◆ THE TASK
Determine how many lines below contain the word "provide", then write that number by itself.

[Records drawn from a dataset]
== Segment start ==

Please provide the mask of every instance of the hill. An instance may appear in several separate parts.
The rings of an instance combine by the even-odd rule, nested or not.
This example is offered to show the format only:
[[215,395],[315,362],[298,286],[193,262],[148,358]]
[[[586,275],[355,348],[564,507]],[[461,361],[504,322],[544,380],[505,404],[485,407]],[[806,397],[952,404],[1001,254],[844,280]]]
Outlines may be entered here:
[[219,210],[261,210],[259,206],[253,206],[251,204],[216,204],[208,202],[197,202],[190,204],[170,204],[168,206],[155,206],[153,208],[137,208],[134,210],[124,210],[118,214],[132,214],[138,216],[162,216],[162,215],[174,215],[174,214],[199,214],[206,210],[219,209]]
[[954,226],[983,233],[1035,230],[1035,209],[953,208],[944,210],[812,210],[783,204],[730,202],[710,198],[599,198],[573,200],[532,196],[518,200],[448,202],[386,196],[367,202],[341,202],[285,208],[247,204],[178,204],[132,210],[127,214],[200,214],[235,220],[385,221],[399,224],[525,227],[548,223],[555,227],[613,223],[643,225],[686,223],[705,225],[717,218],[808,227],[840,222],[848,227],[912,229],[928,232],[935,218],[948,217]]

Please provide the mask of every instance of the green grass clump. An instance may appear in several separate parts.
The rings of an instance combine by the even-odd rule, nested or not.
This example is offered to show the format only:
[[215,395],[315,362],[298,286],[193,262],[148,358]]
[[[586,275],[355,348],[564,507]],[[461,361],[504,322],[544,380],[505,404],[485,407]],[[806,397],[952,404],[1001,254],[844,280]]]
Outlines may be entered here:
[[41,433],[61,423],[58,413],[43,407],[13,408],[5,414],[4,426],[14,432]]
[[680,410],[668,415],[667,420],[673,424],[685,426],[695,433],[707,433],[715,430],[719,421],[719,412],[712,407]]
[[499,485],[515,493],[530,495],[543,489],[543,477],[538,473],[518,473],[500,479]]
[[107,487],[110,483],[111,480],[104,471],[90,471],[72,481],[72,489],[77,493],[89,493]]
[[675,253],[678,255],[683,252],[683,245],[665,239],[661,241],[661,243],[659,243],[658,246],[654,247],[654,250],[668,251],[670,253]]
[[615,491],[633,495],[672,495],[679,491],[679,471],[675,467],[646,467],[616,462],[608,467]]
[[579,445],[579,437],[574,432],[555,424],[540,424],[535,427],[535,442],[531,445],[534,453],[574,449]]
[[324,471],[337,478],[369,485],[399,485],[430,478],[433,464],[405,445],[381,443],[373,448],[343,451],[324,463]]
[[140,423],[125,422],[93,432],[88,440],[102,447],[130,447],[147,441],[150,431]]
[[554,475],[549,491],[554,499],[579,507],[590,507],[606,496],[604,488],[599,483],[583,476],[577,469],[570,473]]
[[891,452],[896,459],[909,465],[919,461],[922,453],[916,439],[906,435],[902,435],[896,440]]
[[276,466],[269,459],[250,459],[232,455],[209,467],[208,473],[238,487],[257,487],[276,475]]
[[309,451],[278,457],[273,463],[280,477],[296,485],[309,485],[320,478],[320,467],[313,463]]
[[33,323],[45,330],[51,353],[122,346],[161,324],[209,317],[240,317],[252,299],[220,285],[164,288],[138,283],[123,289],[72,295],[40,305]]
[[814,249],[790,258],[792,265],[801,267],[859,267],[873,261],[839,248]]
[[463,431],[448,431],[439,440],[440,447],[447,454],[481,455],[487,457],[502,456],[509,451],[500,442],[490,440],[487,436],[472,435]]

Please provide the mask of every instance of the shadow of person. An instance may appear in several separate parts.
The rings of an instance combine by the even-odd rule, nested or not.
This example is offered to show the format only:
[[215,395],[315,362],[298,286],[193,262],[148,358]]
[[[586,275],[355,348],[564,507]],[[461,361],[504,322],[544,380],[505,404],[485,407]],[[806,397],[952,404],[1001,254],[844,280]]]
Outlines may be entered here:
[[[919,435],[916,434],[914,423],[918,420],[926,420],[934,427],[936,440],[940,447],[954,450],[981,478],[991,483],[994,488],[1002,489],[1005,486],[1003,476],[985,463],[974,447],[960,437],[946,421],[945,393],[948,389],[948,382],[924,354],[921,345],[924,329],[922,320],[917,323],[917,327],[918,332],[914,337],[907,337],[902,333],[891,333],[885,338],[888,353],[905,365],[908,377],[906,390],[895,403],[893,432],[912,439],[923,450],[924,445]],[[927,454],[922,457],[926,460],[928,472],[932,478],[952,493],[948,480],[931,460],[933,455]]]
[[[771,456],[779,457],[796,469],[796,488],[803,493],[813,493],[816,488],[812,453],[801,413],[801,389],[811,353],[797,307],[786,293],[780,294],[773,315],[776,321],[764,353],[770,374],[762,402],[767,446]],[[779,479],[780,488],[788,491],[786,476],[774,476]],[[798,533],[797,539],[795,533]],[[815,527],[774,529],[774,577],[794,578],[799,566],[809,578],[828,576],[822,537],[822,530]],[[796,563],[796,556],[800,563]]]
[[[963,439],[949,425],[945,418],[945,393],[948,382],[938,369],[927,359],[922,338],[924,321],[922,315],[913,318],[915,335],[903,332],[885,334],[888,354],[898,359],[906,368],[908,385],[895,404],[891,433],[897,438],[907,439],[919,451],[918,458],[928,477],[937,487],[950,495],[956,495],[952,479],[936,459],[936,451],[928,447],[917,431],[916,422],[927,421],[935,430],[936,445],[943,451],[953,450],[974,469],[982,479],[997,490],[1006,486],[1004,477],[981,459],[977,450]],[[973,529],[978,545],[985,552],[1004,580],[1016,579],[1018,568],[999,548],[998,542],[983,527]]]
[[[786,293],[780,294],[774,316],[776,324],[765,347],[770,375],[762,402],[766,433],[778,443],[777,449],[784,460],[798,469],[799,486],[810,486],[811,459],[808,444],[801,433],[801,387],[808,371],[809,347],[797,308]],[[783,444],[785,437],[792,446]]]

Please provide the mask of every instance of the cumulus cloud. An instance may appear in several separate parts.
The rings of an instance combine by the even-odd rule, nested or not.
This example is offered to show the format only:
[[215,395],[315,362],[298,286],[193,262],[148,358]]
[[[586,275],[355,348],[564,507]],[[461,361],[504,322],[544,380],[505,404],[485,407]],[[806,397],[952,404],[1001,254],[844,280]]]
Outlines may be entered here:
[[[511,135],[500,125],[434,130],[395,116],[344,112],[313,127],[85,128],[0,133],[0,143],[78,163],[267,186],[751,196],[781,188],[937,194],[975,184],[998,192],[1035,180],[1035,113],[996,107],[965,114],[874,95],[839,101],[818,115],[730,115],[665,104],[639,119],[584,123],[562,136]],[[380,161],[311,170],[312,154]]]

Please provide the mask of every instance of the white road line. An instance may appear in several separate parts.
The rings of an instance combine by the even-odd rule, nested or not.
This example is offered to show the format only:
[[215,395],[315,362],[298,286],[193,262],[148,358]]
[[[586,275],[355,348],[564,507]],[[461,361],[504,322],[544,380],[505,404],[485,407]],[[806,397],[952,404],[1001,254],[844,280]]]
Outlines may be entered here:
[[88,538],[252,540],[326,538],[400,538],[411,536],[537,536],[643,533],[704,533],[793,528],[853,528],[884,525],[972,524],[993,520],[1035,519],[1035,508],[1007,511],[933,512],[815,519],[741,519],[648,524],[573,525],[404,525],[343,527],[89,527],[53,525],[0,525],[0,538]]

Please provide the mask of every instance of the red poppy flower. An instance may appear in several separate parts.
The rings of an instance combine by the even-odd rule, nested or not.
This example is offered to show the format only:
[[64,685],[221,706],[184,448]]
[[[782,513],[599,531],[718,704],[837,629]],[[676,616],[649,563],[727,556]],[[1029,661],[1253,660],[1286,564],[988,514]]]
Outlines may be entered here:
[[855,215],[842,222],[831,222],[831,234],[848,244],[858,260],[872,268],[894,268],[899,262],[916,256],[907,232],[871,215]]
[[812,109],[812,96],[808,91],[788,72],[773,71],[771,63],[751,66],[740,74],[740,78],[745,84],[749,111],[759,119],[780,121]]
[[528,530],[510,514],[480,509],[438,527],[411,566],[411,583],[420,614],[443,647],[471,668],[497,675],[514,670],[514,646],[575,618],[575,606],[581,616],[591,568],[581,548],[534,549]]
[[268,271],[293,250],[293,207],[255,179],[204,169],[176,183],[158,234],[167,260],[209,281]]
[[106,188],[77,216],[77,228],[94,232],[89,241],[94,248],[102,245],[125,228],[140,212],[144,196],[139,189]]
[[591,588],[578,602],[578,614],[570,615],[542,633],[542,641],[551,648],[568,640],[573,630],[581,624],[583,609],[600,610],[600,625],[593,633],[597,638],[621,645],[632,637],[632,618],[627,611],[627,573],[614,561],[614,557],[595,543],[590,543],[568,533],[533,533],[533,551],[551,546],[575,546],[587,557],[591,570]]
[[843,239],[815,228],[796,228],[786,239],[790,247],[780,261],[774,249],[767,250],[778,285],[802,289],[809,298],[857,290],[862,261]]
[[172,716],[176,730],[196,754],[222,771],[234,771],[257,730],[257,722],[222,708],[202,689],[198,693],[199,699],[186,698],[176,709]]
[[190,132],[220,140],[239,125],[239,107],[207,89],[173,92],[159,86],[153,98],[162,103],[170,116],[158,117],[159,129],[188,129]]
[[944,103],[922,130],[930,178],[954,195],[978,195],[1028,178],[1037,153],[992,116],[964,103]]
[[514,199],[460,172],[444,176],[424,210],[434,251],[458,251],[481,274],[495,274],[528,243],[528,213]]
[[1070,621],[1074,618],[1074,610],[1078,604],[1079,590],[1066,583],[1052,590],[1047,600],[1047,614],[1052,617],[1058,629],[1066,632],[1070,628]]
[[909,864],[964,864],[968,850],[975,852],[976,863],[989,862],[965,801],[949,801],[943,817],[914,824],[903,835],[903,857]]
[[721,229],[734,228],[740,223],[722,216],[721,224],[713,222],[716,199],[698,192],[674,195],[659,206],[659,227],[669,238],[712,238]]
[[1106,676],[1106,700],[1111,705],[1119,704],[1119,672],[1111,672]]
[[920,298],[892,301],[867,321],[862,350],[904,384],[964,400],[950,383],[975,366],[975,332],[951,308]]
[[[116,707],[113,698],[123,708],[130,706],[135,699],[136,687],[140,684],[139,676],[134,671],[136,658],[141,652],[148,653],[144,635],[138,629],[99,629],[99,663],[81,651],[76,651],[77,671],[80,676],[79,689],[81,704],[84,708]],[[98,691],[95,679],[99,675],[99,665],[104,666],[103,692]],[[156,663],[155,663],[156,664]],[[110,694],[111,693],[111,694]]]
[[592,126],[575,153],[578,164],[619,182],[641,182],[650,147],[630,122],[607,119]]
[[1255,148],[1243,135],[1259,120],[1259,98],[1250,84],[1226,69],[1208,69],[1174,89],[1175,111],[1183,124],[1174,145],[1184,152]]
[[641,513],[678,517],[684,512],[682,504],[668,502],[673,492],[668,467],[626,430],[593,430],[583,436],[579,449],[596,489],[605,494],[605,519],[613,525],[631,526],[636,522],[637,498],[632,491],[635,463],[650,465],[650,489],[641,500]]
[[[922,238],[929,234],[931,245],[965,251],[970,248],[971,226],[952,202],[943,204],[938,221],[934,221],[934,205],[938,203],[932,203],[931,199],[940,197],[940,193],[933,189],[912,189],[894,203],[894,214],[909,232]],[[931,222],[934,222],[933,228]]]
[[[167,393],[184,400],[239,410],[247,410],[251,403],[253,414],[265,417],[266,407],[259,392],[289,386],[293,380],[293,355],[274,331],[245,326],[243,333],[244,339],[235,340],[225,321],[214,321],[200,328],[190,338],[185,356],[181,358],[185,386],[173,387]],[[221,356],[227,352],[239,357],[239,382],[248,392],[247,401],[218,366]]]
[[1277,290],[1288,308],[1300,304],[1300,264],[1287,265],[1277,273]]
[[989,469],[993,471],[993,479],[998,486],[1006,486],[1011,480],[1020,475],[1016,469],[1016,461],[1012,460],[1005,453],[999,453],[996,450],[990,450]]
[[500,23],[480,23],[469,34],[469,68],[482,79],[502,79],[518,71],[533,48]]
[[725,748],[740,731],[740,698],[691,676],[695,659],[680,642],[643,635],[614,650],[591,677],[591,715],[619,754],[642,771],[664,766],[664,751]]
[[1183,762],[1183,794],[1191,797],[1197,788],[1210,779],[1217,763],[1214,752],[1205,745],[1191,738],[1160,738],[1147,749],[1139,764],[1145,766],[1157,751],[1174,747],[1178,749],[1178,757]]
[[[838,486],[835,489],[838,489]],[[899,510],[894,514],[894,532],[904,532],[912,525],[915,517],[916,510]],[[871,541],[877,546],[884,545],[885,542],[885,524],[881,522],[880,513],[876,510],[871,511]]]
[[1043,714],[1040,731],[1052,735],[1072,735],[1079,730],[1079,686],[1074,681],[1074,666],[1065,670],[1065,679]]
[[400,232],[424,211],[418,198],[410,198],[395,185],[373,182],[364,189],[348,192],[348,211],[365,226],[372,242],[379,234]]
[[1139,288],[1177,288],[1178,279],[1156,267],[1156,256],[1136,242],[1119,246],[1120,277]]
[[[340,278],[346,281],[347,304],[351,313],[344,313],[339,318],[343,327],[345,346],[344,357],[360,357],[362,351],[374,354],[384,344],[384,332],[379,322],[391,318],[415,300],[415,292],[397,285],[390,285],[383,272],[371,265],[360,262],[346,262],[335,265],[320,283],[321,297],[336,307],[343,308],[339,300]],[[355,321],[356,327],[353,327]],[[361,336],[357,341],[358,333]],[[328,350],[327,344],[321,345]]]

== Segment end ==

◆ RESULT BELOW
6